### EXTRACTED DATA
::::
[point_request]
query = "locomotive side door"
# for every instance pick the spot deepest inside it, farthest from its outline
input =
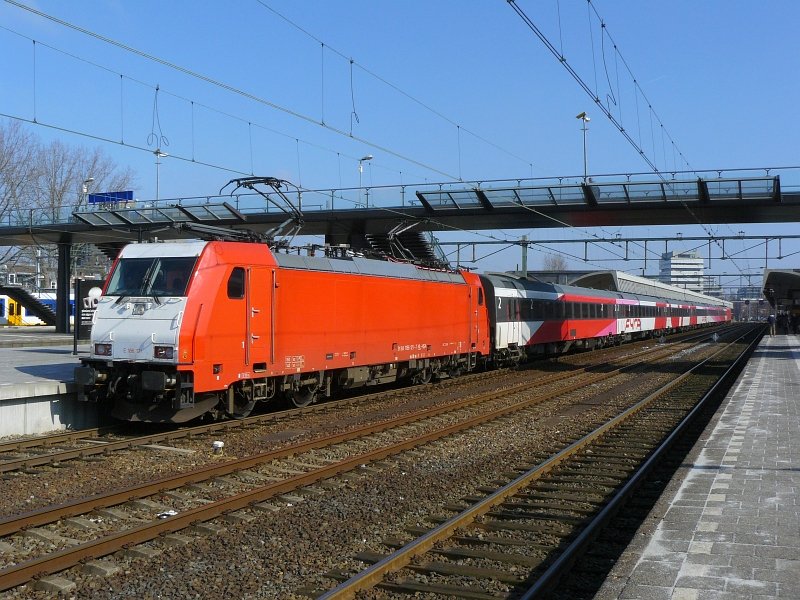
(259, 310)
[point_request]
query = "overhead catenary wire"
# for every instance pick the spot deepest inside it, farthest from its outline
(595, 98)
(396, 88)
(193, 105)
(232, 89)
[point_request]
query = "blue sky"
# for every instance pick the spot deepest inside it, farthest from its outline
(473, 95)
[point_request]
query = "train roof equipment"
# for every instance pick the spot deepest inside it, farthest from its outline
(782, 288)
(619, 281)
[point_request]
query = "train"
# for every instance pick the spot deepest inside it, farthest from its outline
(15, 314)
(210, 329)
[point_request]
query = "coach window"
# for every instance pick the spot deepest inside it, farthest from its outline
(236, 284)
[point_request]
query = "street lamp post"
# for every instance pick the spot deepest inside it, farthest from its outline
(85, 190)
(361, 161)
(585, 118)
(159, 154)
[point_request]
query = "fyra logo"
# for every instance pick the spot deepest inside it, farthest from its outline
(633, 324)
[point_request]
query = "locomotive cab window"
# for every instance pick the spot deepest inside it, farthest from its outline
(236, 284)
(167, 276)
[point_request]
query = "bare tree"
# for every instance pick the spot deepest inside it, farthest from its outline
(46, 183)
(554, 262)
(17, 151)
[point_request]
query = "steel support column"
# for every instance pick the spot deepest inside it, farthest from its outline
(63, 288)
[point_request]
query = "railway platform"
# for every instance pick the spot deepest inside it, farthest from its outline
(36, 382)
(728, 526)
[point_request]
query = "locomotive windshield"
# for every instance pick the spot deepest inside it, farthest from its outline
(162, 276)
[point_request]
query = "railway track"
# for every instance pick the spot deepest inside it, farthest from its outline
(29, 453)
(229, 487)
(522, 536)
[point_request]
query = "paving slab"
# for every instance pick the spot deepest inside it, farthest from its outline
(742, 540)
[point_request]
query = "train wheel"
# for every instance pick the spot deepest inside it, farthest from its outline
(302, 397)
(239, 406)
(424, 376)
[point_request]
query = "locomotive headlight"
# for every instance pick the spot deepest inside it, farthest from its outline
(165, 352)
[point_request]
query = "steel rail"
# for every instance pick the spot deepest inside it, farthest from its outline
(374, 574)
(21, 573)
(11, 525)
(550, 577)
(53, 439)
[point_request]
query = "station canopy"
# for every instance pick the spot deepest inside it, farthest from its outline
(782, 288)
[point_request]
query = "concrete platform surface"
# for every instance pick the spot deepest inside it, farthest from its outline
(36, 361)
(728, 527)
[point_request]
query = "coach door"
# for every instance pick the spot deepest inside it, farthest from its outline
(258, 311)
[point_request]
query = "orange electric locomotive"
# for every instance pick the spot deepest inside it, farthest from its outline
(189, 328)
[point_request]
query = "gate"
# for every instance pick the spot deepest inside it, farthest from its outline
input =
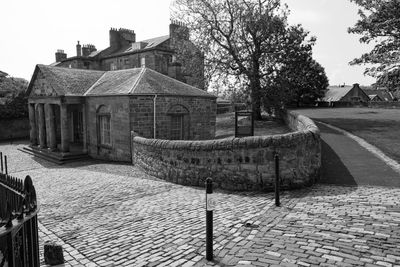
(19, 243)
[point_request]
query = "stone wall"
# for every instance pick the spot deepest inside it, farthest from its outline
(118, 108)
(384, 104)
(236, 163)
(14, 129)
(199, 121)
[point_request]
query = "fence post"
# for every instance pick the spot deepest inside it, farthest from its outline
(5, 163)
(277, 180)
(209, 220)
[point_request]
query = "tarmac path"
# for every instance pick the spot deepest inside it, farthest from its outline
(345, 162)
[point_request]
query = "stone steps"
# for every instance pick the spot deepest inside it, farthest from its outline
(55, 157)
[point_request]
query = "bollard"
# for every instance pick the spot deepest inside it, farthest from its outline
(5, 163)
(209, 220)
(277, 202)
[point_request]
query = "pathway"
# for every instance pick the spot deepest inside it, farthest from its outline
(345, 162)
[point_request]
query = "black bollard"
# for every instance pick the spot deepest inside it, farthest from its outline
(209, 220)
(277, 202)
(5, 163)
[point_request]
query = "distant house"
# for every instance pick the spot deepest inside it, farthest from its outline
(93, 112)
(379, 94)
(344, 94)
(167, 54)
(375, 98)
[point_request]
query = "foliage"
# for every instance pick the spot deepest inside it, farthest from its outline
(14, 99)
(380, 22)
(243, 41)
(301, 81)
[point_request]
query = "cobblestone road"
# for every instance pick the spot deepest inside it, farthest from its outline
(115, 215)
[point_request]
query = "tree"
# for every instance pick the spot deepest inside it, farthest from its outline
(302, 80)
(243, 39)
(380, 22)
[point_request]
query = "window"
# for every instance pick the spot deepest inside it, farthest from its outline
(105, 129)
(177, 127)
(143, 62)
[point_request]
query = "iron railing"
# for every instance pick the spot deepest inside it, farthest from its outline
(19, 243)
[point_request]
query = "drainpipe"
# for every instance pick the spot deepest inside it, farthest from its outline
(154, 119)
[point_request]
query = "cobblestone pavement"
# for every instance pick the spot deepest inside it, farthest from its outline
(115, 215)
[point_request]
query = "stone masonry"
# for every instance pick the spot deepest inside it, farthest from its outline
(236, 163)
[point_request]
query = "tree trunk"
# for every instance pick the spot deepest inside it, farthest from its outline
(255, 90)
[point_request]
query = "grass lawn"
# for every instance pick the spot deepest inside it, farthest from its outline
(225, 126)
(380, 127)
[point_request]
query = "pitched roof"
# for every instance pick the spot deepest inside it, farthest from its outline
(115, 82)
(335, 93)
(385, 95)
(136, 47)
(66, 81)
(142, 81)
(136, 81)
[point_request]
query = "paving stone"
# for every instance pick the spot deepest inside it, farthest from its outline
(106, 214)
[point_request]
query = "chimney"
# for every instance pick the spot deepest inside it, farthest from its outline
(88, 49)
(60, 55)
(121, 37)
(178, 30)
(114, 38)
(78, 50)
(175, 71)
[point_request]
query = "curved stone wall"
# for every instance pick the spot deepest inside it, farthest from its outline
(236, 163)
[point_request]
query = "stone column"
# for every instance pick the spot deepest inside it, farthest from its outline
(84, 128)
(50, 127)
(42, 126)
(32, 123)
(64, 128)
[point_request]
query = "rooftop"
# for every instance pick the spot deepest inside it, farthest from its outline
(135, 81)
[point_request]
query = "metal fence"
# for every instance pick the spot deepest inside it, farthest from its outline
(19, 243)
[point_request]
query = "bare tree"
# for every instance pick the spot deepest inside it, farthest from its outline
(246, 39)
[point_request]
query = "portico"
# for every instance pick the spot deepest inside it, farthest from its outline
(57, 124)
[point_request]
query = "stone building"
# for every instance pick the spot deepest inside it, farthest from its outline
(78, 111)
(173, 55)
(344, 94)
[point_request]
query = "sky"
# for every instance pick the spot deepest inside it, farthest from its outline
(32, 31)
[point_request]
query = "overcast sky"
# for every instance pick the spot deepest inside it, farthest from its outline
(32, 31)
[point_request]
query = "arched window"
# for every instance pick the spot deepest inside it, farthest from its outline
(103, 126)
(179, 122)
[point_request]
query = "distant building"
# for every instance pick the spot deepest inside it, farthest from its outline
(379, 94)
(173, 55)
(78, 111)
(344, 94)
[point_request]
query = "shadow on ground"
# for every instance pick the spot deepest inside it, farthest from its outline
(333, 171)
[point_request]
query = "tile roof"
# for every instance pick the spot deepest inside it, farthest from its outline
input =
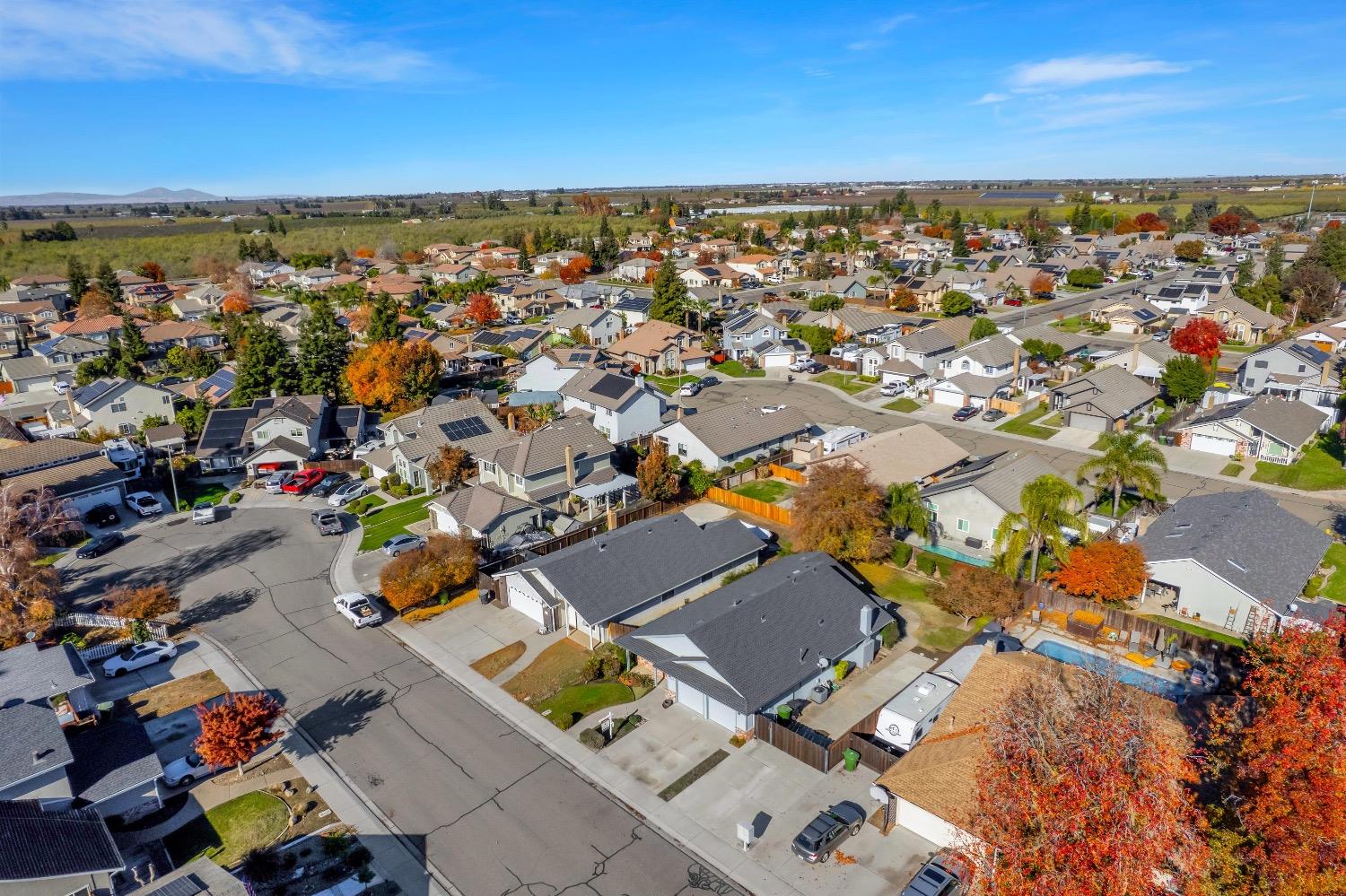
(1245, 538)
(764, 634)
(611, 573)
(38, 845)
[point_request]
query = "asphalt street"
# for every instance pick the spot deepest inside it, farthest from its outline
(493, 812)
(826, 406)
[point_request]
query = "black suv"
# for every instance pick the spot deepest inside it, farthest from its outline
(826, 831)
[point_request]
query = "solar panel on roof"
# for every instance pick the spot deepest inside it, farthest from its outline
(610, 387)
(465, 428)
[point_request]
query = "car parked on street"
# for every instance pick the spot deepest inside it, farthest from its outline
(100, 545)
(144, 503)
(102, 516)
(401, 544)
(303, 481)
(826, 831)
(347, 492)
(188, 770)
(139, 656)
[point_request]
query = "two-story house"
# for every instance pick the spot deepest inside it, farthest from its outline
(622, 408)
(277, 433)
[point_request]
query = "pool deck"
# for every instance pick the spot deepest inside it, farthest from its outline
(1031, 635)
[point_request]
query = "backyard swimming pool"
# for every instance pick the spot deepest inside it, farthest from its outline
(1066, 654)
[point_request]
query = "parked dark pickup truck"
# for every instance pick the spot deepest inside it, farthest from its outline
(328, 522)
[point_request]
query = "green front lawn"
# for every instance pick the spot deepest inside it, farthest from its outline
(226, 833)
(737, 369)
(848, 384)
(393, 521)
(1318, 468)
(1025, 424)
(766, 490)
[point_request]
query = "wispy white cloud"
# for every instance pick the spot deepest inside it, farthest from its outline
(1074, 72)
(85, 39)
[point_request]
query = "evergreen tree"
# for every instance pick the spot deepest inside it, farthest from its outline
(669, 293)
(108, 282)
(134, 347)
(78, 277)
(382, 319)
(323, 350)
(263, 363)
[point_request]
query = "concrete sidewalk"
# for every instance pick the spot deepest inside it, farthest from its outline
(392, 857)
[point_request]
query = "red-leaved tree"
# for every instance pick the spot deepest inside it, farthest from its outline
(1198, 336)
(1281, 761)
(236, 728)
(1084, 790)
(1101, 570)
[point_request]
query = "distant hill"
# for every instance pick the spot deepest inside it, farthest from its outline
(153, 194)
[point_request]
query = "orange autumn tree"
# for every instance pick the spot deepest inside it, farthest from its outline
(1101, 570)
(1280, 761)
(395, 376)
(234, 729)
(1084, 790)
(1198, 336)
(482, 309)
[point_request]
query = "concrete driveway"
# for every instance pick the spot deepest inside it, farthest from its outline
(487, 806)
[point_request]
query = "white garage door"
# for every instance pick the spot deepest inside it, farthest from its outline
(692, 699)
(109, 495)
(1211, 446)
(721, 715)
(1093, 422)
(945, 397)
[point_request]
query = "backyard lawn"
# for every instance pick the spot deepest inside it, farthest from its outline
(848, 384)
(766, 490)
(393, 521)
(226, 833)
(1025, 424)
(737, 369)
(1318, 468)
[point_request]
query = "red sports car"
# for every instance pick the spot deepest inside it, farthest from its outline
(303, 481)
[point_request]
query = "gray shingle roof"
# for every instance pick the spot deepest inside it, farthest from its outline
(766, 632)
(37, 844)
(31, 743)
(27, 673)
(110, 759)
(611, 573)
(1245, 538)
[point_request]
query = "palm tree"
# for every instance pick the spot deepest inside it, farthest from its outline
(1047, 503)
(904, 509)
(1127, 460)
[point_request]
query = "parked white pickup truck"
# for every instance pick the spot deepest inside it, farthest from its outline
::::
Identify every line in the rows above that contains the string "column", treating uppercase and lowercase as different, and copy each such line.

### RESULT OF THE TASK
query = "steel support column"
query = "stone column"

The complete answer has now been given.